Dataset records of object locations:
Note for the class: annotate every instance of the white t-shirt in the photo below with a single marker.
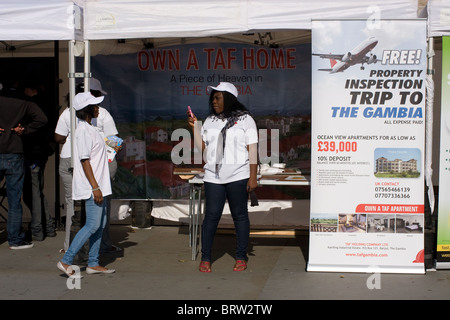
(104, 124)
(235, 162)
(89, 144)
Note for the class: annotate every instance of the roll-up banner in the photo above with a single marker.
(443, 224)
(367, 146)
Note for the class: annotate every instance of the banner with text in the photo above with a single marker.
(148, 93)
(443, 230)
(367, 157)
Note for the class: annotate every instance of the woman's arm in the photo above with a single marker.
(97, 193)
(253, 157)
(196, 130)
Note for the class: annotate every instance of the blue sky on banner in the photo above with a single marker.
(162, 82)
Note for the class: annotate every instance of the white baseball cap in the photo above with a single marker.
(224, 86)
(83, 99)
(95, 84)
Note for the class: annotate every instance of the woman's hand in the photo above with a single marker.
(252, 184)
(191, 120)
(98, 196)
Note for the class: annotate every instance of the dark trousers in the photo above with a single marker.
(215, 197)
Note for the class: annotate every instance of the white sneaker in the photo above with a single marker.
(94, 271)
(23, 245)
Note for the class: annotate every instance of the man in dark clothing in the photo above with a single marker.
(37, 148)
(17, 118)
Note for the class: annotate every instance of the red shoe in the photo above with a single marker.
(240, 265)
(205, 266)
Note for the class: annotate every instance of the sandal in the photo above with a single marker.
(68, 271)
(205, 266)
(240, 265)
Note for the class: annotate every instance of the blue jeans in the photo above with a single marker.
(215, 197)
(92, 230)
(12, 167)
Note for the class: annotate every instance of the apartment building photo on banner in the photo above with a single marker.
(367, 146)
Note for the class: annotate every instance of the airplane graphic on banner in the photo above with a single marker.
(341, 62)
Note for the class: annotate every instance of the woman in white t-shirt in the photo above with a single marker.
(230, 137)
(91, 182)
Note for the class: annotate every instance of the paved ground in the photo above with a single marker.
(156, 265)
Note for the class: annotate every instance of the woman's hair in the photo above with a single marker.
(86, 111)
(230, 103)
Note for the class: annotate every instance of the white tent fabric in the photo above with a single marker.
(125, 19)
(40, 20)
(438, 12)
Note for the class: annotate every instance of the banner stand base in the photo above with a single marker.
(442, 265)
(420, 269)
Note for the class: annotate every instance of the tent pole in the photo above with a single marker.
(87, 65)
(429, 124)
(71, 93)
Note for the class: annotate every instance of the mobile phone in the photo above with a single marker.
(190, 112)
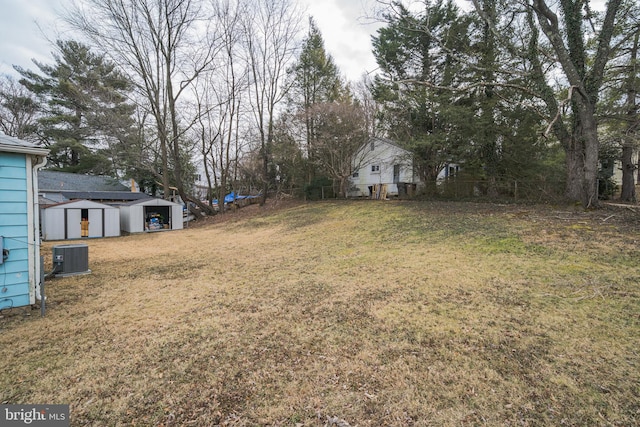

YOUR OBJECTIVE: Tally the lines of the material above that contain the word "blue". How many are there? Reply with the number alone.

TASK RESULT: 2